───── INFORMATION SUPPLIED

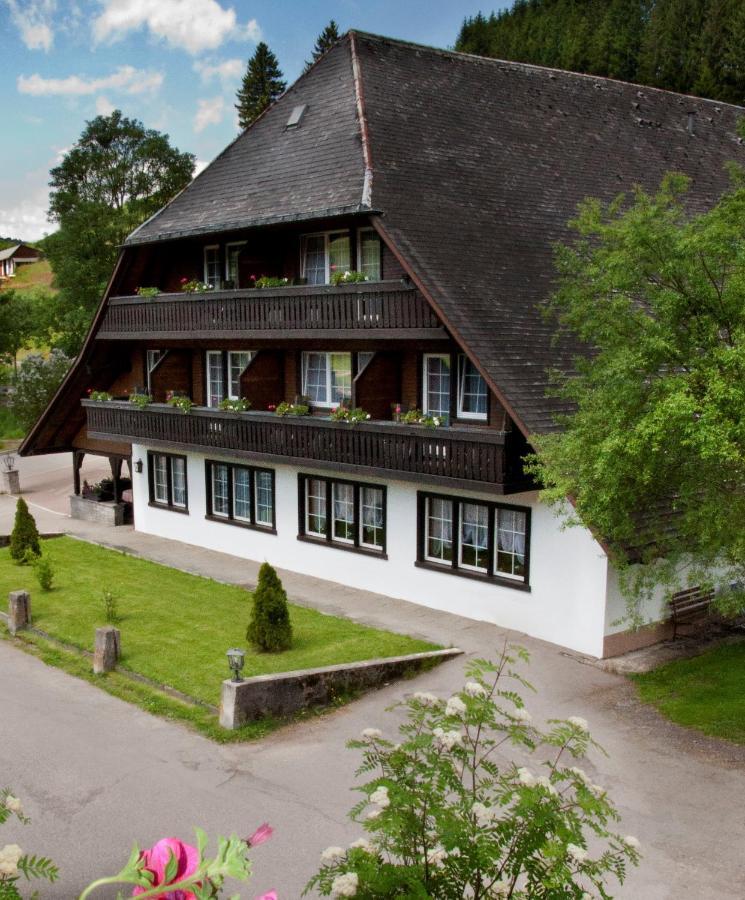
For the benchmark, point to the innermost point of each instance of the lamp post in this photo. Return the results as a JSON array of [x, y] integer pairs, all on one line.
[[236, 658]]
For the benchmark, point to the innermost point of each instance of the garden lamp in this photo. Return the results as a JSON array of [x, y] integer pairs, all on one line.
[[236, 658]]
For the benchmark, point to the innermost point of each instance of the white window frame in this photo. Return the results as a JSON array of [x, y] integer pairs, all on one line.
[[227, 261], [328, 403], [327, 235], [462, 359], [425, 383], [360, 233], [206, 269]]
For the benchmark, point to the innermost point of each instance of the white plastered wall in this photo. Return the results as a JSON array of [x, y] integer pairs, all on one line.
[[568, 568]]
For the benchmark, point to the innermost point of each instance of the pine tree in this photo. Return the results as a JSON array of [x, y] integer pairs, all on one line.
[[325, 41], [270, 629], [25, 536], [261, 86]]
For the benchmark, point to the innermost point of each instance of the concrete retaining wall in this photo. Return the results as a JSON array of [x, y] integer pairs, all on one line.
[[284, 694]]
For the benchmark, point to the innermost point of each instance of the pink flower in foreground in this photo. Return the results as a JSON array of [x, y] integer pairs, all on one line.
[[262, 834], [156, 859]]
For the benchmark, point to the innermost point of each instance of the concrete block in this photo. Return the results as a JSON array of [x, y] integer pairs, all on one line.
[[19, 610], [283, 694], [11, 481], [107, 649]]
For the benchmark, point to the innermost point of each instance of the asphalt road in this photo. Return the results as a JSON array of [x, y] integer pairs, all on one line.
[[96, 774]]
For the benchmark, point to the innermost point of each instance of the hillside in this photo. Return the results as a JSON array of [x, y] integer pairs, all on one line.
[[690, 46]]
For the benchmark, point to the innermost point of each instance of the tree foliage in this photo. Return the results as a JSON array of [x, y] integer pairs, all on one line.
[[38, 379], [24, 538], [654, 456], [117, 175], [325, 41], [261, 85], [269, 629], [693, 46]]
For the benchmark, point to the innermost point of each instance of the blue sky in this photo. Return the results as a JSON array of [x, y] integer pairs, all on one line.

──────────

**EXERCISE**
Each line from the one containing "the white plastered" to the end of the listing above should be copied exactly, and nothing else.

**REPLY**
For the benchmark, point to the innermost point of each instance of the white plastered wall in this photo. Return the results as a JSON array of [x, y] integer pairs, all on one line.
[[568, 568]]
For the benchmark, point to the innermost point of each instance of the pine tree in this photo. Return the results as a JSON array of [x, y] integer pairs, all on one line.
[[325, 41], [270, 629], [25, 536], [261, 86]]
For the benchmark, point to the innermost point of each instance of the concrete retaining wall in this photo. Return the results as a JSON array of [x, y] integer pairs, all on one line.
[[284, 694]]
For the benchmark, point to the innermost point of each instance of the pink flower in foreground in this photo. Return the results as a JSON array of [x, y] integer pairs, all on one line.
[[262, 834], [156, 859]]
For the benchmark, point to the innermost point of each instance of the concrete block in this photo. Return the results as a JSON array of [x, y] integer pairs, all on one line.
[[19, 610], [283, 694], [11, 481], [107, 649]]
For the benchmark, point to the innermost point of each instance of the asphalt road in this photo. Return the results as a JSON array of [x, y] integer pairs, all on one line.
[[96, 774]]
For the benchmark, point to the innermost point of each instance of the hillside in this photo. Return the results as a JSON array of [x, y] integer pairs, all on one line.
[[690, 46]]
For the benchmark, point to the innermost point of each instance of the tree foliage in this photo. Return the results as a JSON array of [x, y] integer pairs, all on one line.
[[38, 379], [24, 538], [654, 456], [117, 175], [325, 41], [261, 85], [269, 629], [693, 46]]
For the benchmark, point to the innermost point of each instance of the blue sky in this photo. Return the results as a JSON array of [x, y] integer pairs, all on one line.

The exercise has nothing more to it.